== AIM OF THE EXERCISE ==
Gather every line in the records below that contains the string "pavement", and copy each of those lines in full.

— START INFORMATION PROVIDED —

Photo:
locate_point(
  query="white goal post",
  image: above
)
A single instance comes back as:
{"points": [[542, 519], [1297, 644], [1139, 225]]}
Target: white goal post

— END INFORMATION PROVIDED —
— START INFORMATION PROVIDED —

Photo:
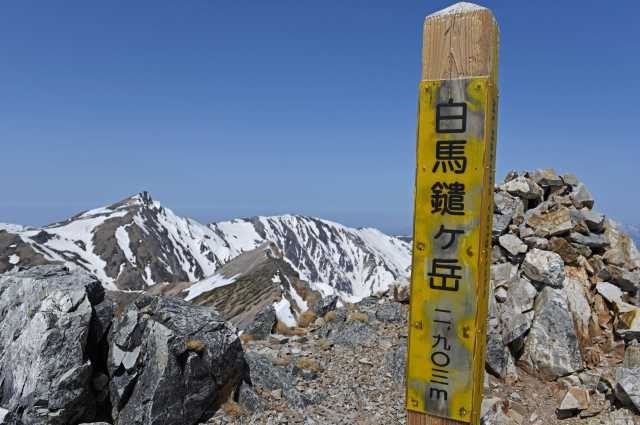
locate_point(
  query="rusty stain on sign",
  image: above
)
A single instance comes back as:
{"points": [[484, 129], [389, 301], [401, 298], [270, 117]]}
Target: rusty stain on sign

— END INFORMATION PROVIDED —
— START INFORMATION PROVIDED —

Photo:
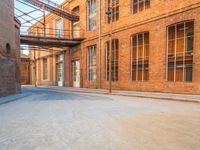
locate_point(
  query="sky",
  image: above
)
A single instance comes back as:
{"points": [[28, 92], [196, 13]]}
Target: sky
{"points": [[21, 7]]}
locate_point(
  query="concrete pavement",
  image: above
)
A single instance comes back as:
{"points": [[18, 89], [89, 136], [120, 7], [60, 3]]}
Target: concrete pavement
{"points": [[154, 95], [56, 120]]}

— END INFORMATION PROVIDED —

== TASK RESULT ==
  query="concrete pavement",
Target: concrete pavement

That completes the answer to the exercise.